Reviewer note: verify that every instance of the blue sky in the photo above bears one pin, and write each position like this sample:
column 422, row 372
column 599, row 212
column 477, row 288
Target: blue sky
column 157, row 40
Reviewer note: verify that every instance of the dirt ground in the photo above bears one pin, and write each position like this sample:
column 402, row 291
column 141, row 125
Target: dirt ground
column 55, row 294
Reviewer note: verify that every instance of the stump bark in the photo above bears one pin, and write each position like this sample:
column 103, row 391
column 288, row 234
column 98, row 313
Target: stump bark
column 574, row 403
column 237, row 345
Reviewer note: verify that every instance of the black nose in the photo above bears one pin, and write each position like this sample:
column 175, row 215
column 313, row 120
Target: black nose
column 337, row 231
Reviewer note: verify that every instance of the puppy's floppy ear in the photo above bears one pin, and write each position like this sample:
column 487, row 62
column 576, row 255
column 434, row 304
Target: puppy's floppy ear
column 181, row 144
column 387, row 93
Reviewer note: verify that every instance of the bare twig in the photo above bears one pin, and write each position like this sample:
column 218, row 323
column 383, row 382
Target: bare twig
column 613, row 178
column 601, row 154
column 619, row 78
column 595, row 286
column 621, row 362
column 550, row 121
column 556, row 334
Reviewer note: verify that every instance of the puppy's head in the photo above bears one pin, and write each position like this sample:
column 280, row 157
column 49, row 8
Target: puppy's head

→ To do
Update all the rows above by changing every "Reviewer note" to "Checker note", and leave the rest of each line unchanged.

→ The solution
Checker note: verify that every instance of the blue sky in the photo above bears one pin, and write each position like this sample:
column 422, row 372
column 599, row 212
column 477, row 288
Target: blue sky
column 157, row 40
Checker note: verify that every instance of the dirt ground in the photo above bears one pin, and write each position like this sample:
column 402, row 291
column 141, row 125
Target: dirt ground
column 55, row 294
Checker note: verify that every instance of the stump bark in the photo above bears one pin, and write each position like this sample:
column 103, row 391
column 288, row 234
column 98, row 313
Target: stump bark
column 574, row 403
column 237, row 345
Checker note: verify that every instance of the black nose in the photo above bears one pin, and write each position like this sample:
column 175, row 215
column 313, row 120
Target: black nose
column 337, row 231
Checker note: verify that every instance of the puppy's floppy ear in the photo above bears one pin, and write each position like this sample:
column 487, row 62
column 576, row 255
column 434, row 304
Target: puppy's floppy ear
column 181, row 144
column 387, row 93
Checker note: verify that every instance of the bare twig in the photo above bears one pin, and write each position like this sample:
column 218, row 323
column 383, row 382
Target: bare twig
column 613, row 178
column 601, row 154
column 619, row 78
column 595, row 286
column 621, row 362
column 550, row 121
column 556, row 334
Checker note: verify that every instance of the puppy's head in the photo above bears one pin, and write each position like this sample:
column 280, row 157
column 49, row 8
Target: puppy's head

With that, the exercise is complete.